** Start **

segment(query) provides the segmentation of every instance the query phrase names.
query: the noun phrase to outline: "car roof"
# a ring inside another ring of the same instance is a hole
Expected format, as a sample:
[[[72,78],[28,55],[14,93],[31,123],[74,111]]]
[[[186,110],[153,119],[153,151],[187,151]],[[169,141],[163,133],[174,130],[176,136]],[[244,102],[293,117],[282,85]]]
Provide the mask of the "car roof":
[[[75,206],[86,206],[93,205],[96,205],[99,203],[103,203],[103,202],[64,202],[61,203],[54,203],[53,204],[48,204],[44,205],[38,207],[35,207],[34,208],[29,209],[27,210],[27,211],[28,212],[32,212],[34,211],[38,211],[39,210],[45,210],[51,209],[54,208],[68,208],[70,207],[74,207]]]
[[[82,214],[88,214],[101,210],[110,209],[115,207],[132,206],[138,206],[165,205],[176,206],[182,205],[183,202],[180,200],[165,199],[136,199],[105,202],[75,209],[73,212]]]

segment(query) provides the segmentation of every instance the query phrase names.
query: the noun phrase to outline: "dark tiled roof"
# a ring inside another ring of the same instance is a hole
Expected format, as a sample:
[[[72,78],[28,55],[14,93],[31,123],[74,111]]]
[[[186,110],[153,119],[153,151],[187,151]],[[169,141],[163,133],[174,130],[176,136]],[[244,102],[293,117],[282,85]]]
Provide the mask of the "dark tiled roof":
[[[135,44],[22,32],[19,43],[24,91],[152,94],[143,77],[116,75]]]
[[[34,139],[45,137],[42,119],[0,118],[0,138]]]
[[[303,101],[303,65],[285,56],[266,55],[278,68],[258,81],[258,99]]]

** End **

DIRECTIONS FOR THIS TASK
Write out the entries above once more, without altering anything.

SOLUTION
segment(query) provides the segmentation of every instance the query phrase names.
query: the noun phrase to outline: "car roof"
# a ring inside another ring of the same instance is a hole
Expected format, as a sample:
[[[72,78],[28,55],[14,93],[31,123],[74,111]]]
[[[186,110],[153,119],[153,151],[187,151]],[[169,141],[163,133],[174,130],[176,136]],[[244,102],[293,117],[282,85]]]
Provide the mask of the "car roof":
[[[75,206],[86,206],[93,205],[96,205],[99,203],[103,203],[103,202],[64,202],[61,203],[54,203],[53,204],[48,204],[44,205],[38,207],[35,207],[34,208],[29,209],[27,210],[27,211],[28,212],[32,212],[34,211],[38,211],[39,210],[45,210],[51,209],[54,208],[68,208],[70,207],[74,207]]]
[[[82,214],[88,214],[101,210],[110,209],[115,207],[132,206],[138,206],[165,205],[176,206],[182,205],[183,202],[180,200],[165,199],[136,199],[105,202],[75,209],[73,212]]]

segment(query) provides the segmentation of every instance the query phrase names.
query: the noun phrase to outline: "dark tiled roof"
# a ring inside another ring of the same instance is a hole
Expected format, as a sample:
[[[72,78],[28,55],[14,93],[31,123],[74,111]]]
[[[186,110],[153,119],[153,151],[187,151]],[[169,141],[163,133],[174,130],[176,136]],[[244,102],[293,117],[282,85]]]
Provide the mask of the "dark tiled roof":
[[[135,44],[22,32],[19,43],[24,91],[152,94],[143,77],[116,75]]]
[[[34,139],[45,137],[42,119],[0,118],[0,138]]]
[[[303,101],[303,65],[285,56],[266,55],[278,68],[258,81],[258,99]]]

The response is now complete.